**Your instructions**
Count the lines in the entries below that contain the string "reflection", treating uppercase and lowercase letters as different, and reply with the number alone.

**The input**
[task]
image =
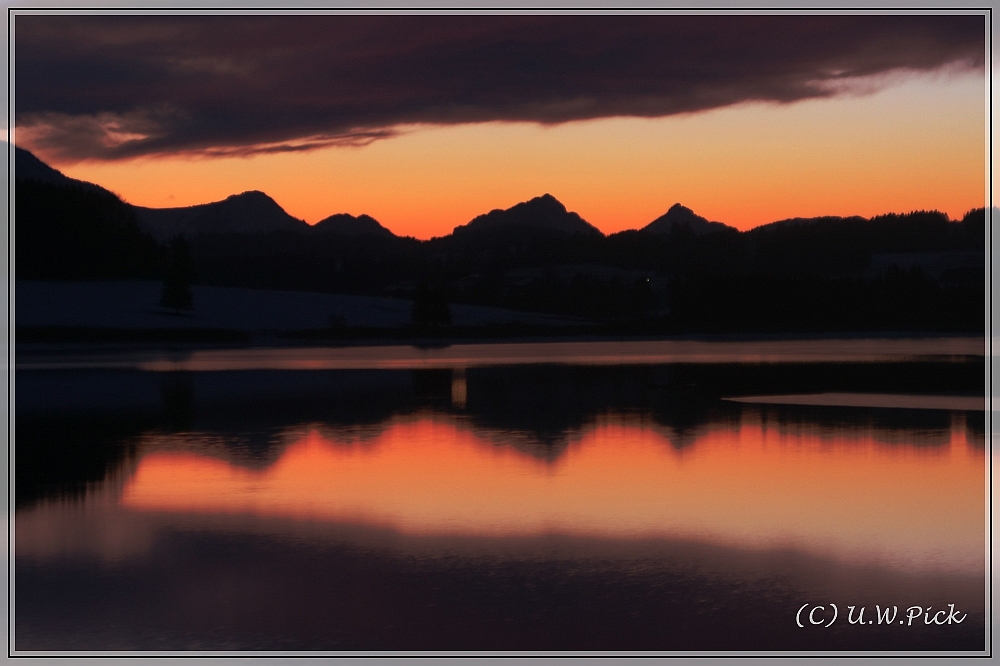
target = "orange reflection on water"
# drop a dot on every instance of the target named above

---

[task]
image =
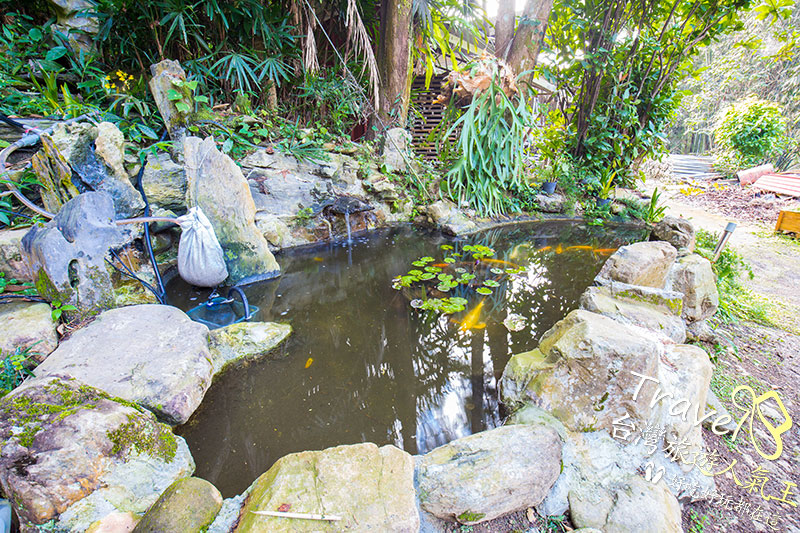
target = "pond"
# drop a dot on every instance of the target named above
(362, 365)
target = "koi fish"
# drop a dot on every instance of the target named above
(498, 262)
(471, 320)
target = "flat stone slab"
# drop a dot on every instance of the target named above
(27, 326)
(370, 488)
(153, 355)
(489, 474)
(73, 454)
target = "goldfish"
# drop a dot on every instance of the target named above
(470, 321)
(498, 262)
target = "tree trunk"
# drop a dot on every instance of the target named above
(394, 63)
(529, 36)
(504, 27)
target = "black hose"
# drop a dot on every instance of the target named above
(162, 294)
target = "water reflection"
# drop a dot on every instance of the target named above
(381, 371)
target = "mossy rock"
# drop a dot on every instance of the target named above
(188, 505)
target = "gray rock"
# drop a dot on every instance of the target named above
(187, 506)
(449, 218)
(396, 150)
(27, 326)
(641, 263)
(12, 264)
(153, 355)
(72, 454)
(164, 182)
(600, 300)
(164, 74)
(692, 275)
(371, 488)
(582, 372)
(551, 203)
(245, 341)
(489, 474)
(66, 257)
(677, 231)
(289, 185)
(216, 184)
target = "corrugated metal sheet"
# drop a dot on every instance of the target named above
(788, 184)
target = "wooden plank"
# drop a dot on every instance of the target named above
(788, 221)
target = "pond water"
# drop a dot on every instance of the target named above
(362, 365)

...

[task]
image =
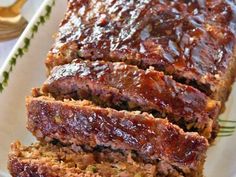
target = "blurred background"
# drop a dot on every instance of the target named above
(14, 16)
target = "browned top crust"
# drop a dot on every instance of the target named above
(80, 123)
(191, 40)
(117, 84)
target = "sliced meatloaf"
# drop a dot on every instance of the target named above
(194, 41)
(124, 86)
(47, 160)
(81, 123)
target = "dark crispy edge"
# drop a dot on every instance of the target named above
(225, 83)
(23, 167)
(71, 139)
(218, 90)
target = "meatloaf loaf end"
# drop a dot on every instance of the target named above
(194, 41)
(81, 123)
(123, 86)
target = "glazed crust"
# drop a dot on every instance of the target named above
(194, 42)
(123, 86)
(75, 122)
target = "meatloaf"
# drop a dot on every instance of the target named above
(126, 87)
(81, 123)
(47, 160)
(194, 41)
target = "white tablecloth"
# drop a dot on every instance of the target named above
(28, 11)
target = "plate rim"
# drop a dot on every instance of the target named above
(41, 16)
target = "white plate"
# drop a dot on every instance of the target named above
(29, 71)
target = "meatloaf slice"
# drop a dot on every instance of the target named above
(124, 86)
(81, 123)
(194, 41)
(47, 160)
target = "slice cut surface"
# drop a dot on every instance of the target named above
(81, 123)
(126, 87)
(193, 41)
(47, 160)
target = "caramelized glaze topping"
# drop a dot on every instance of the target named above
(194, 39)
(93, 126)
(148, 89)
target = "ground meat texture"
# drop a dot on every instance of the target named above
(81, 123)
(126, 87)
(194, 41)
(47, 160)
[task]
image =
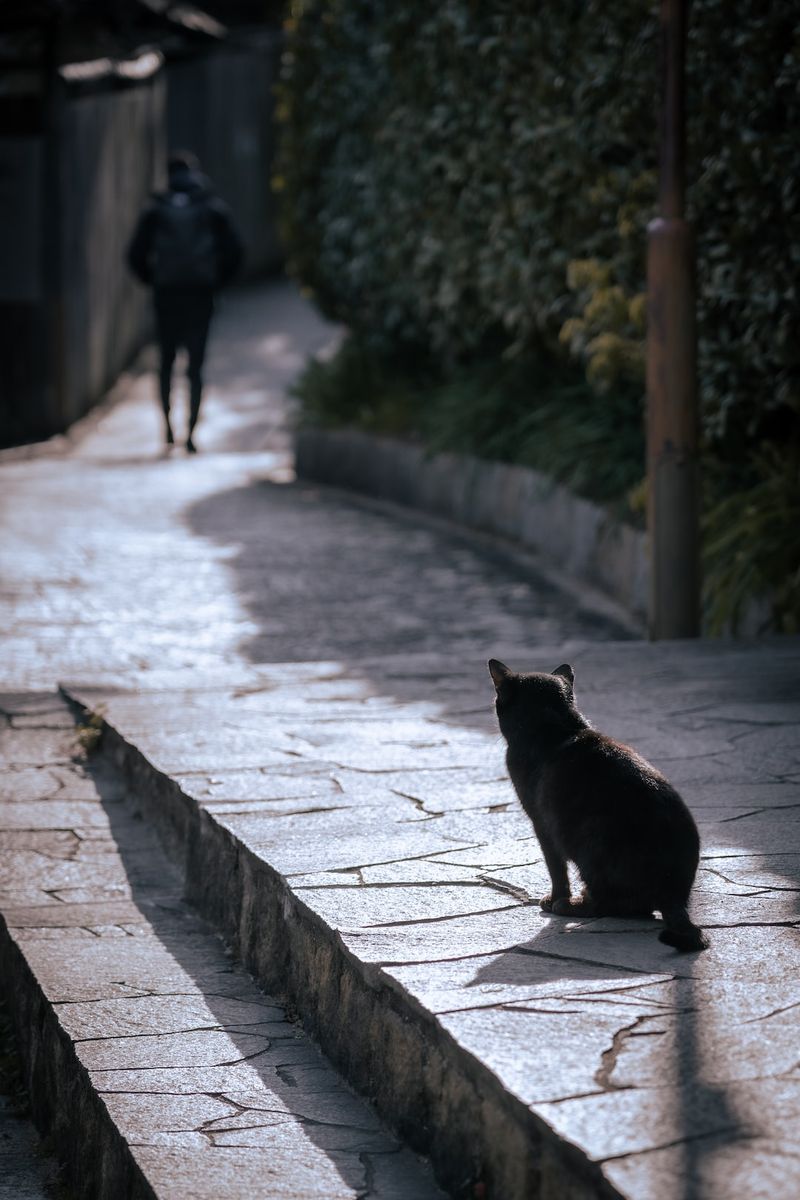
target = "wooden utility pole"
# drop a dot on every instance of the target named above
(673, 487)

**Finished answer**
2